TASK BRIEF.
Count the lines in the material below that contain the string "outline", matching case exactly. Reply with the number only.

— begin EXERCISE INPUTS —

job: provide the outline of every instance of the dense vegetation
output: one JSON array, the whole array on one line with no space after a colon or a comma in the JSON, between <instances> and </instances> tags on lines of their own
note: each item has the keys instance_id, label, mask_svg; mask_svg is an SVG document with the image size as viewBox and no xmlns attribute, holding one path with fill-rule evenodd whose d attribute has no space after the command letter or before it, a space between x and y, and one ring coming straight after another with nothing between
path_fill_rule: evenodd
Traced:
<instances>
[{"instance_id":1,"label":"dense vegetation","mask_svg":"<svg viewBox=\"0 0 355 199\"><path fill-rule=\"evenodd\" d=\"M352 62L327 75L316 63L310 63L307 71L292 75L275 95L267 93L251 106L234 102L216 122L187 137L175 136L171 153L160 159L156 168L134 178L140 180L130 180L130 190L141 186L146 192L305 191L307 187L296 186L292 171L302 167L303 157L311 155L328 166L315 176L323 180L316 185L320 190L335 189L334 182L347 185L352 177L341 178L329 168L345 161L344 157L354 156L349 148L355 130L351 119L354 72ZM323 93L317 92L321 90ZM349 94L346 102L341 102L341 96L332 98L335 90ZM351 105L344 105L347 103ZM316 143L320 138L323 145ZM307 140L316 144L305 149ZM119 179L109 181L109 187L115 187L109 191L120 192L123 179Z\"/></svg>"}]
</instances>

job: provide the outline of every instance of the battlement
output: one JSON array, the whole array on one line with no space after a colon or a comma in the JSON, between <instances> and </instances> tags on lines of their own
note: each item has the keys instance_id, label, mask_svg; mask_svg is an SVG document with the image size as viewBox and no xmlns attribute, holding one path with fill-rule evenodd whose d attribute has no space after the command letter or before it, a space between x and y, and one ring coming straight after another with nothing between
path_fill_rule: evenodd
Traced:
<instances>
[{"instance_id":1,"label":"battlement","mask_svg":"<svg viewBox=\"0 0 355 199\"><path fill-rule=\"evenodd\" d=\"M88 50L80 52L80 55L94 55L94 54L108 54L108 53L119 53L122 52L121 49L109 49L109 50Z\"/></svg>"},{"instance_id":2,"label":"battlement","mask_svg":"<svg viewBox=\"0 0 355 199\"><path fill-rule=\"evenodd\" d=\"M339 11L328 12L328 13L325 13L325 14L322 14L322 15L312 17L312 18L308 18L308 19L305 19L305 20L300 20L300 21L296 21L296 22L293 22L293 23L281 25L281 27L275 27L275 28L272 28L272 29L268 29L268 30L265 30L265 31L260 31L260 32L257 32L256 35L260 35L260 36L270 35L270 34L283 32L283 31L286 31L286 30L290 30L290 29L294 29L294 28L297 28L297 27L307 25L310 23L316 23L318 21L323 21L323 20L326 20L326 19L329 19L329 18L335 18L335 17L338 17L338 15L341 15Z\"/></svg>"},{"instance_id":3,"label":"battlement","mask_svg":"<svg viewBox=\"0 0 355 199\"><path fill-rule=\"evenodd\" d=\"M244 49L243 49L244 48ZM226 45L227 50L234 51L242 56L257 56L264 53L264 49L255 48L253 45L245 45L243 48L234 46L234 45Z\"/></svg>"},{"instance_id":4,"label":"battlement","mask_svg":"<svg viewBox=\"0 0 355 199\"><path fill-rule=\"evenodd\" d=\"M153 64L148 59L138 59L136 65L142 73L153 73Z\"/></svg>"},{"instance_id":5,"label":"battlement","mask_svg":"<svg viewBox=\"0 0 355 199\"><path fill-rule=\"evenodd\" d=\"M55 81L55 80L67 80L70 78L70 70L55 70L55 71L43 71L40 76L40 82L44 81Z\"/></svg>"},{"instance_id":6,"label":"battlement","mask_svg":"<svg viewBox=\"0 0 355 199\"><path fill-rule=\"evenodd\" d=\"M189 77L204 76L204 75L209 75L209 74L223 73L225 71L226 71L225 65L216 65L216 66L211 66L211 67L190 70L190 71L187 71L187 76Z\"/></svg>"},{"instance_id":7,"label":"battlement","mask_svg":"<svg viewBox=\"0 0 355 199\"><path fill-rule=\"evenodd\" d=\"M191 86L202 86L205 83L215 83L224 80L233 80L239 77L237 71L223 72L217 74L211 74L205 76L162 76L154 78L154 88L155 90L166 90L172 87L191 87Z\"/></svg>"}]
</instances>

— end EXERCISE INPUTS —

SOLUTION.
2